EXERCISE BRIEF:
Answer these questions from the article on digital marketing in Canada below.
1. What was the top video game of 2006?
2. Which word was the Top Buzzword of 2006?
3. Which two organizations launched the Canadian Digital Marketing Pulse report in 2006?

PASSAGE TO READ:
▼▼▼
By Steve Levy

The top video game was Wii Sports. Some of the must-have gifts on holiday wish lists included a chocolate cell phone with unlimited texting, an iPod Nano and charity Livestrong bracelets.

The year was 2006. To say our 2019 wish list would not include these items would demonstrate a high degree of “truthiness” (which, by the way, happened to be the Top Buzzword of 2006).

Although it has been little more than a decade, this brief look down memory lane is a good reminder of how quickly our lives, wants and needs evolve. And just how quickly marketers need to move to match this consumer evolution.

In 2006, Ipsos and the Canadian Marketing Association launched the annual Canadian Digital Marketing Pulse report with the goal of assessing the digital marketing landscape. And, like comparing wish lists of the past, the 2019 Pulse report, with additional partners Vizeum and strategy, exposes how much digital marketing has changed in Canada.
▲▲▲
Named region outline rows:
▼▼▼
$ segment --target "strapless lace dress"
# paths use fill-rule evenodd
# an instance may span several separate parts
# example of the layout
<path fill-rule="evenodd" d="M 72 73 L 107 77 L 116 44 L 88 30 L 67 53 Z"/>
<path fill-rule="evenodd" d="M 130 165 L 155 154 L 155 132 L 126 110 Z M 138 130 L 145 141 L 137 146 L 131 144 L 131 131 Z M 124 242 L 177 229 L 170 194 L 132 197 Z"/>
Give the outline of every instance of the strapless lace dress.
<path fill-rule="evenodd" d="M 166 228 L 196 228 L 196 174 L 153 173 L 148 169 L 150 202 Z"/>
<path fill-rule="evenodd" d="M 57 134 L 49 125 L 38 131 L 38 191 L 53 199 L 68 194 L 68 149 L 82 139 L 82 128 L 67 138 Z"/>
▲▲▲
THE ANSWER:
1. Wii Sports
2. "Truthiness"
3. Ipsos and the Canadian Marketing Association